[RECORDS TO USE — start]
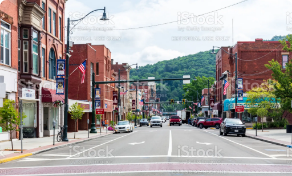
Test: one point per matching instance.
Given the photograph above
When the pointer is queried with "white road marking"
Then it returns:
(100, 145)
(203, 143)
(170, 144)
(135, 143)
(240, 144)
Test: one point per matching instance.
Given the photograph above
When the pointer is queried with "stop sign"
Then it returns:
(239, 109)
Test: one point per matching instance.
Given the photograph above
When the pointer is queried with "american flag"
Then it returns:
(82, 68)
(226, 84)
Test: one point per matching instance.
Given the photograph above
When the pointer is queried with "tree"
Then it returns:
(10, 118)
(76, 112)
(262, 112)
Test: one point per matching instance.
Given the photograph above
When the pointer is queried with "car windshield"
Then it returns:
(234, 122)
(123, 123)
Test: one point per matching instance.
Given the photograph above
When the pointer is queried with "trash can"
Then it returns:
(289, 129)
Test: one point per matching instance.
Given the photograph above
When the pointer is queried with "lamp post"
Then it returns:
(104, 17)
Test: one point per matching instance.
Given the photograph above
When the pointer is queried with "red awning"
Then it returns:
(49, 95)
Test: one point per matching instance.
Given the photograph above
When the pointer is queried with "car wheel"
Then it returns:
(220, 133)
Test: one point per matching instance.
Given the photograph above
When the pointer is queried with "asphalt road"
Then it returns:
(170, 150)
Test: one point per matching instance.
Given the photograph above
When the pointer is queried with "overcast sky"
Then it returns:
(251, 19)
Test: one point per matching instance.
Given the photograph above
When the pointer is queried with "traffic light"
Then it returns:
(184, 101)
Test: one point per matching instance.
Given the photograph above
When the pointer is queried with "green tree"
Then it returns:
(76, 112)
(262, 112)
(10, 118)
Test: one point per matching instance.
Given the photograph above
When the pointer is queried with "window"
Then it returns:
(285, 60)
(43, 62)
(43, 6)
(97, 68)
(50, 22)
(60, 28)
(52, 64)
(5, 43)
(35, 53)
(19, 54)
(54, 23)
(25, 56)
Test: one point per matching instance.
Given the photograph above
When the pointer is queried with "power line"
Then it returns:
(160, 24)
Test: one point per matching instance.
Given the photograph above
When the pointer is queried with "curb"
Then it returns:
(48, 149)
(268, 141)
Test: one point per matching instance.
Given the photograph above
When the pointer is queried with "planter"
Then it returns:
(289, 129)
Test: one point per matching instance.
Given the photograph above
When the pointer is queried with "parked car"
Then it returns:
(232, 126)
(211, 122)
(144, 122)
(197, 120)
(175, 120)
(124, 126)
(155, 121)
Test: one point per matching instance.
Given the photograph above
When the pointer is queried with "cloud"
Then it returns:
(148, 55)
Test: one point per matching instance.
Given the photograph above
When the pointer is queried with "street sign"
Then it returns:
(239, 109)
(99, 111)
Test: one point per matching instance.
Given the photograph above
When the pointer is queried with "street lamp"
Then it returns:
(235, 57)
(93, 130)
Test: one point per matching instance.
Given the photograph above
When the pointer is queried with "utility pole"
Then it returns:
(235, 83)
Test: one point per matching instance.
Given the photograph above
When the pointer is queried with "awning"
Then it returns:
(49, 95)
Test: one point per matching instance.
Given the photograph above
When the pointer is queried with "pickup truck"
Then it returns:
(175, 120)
[RECORDS TO USE — finish]
[RECORDS TO USE — start]
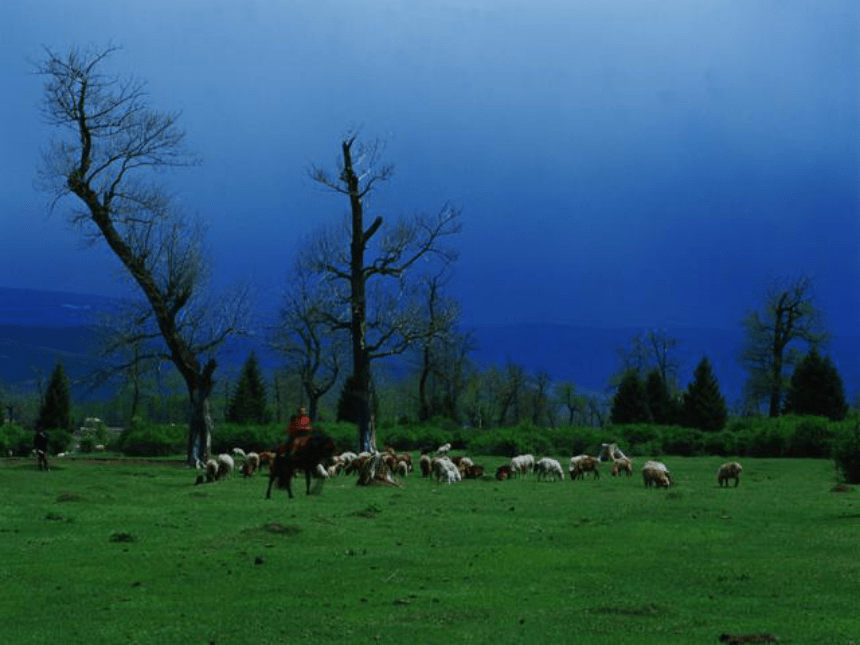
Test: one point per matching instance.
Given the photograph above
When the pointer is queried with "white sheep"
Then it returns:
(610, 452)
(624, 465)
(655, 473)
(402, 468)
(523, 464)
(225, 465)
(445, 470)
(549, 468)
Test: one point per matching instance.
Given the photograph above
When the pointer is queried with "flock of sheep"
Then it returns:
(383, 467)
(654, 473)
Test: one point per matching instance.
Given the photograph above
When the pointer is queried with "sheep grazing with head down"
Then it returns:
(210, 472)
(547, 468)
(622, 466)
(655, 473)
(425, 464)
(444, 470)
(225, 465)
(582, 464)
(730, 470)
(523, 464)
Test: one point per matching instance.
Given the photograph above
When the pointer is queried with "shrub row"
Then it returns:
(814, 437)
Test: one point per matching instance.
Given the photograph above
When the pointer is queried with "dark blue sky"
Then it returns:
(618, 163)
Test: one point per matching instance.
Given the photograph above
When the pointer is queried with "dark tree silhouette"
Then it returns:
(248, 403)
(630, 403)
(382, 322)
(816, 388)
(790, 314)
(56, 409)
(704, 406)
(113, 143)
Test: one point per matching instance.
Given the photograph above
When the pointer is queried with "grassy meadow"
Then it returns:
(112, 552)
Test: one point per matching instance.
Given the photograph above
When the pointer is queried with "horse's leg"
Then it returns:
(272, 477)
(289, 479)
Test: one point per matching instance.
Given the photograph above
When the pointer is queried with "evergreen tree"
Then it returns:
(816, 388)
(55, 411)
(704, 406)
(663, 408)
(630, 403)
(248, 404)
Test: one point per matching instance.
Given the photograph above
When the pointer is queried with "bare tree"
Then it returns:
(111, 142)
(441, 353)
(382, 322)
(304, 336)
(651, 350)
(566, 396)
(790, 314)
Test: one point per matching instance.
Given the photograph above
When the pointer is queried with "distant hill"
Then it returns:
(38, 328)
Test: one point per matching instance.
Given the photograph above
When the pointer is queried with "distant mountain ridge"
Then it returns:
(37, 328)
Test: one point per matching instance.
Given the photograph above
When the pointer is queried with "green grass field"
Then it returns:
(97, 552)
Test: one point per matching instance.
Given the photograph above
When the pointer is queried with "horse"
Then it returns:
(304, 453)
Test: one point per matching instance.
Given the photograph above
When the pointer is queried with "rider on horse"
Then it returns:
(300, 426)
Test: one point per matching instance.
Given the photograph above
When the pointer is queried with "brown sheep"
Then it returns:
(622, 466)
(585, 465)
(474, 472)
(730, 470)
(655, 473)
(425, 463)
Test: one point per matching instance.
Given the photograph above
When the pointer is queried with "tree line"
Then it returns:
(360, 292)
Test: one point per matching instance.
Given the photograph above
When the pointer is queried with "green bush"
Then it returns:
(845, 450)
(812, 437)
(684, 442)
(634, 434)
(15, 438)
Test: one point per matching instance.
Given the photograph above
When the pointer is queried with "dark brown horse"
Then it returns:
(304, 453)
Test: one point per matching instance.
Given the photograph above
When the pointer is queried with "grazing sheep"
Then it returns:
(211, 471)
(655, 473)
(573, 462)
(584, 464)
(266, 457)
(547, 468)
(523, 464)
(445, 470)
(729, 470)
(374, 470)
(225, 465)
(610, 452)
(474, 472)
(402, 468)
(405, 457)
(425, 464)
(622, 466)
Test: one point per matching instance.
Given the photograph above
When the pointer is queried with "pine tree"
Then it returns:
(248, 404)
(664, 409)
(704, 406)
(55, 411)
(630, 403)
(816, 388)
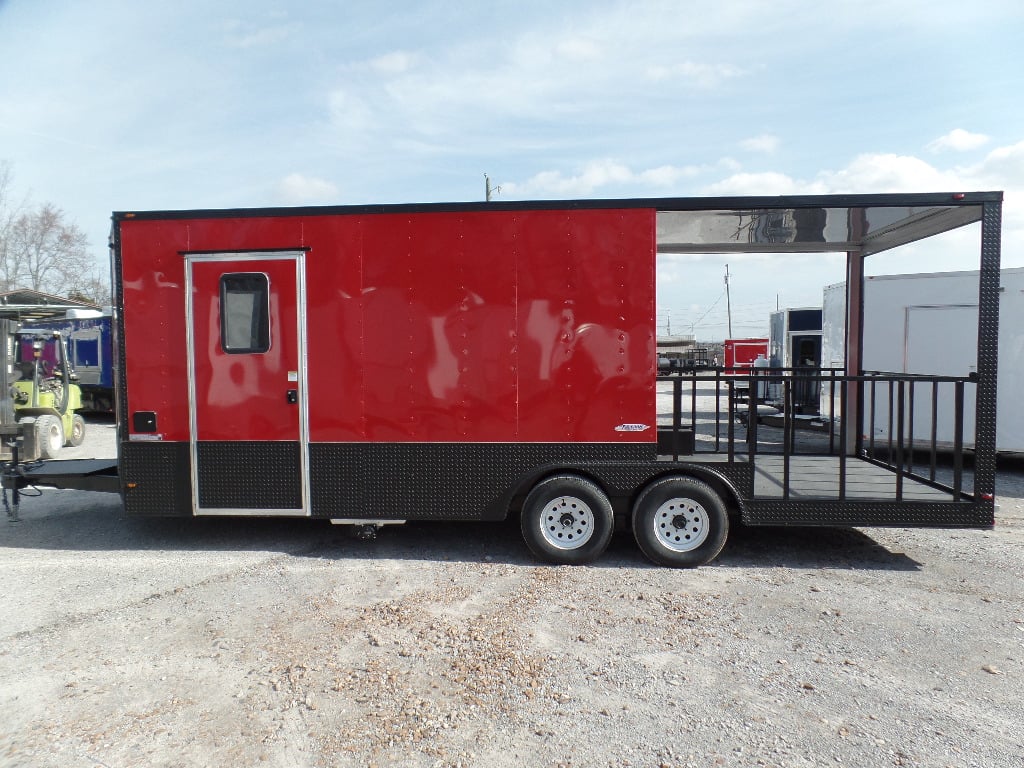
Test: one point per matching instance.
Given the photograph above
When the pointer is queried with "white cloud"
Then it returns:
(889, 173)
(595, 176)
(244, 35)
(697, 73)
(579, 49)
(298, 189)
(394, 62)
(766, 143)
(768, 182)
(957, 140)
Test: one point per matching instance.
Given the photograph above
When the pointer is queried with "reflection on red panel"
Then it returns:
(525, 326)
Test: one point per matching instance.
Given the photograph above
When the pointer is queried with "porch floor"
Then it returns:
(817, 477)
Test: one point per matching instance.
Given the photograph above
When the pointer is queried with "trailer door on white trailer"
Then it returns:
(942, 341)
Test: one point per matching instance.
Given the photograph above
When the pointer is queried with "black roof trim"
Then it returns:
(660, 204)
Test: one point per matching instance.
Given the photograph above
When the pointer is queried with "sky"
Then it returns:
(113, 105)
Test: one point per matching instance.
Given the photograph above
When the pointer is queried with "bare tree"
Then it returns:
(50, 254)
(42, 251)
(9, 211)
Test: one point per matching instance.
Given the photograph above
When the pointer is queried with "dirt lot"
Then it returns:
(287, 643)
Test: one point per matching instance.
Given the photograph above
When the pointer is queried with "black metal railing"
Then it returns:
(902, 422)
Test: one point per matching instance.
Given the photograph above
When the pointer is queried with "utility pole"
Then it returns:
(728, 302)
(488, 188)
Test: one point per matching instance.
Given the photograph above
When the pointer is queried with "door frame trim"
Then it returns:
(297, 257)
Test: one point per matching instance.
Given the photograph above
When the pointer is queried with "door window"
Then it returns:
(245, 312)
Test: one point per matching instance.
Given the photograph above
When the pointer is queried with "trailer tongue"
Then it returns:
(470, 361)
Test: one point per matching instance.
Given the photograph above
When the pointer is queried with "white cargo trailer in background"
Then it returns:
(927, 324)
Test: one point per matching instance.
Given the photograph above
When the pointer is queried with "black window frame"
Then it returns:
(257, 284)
[RECORDS TO USE — finish]
**WORK INSTRUCTION**
For each line above that holds the string "door", provide a copy of that line.

**YOUR RESPONSE**
When the pointer is queried with "trailer door on white trailer"
When the pointer is queried with "door frame trim"
When the pointer is queried with "door window"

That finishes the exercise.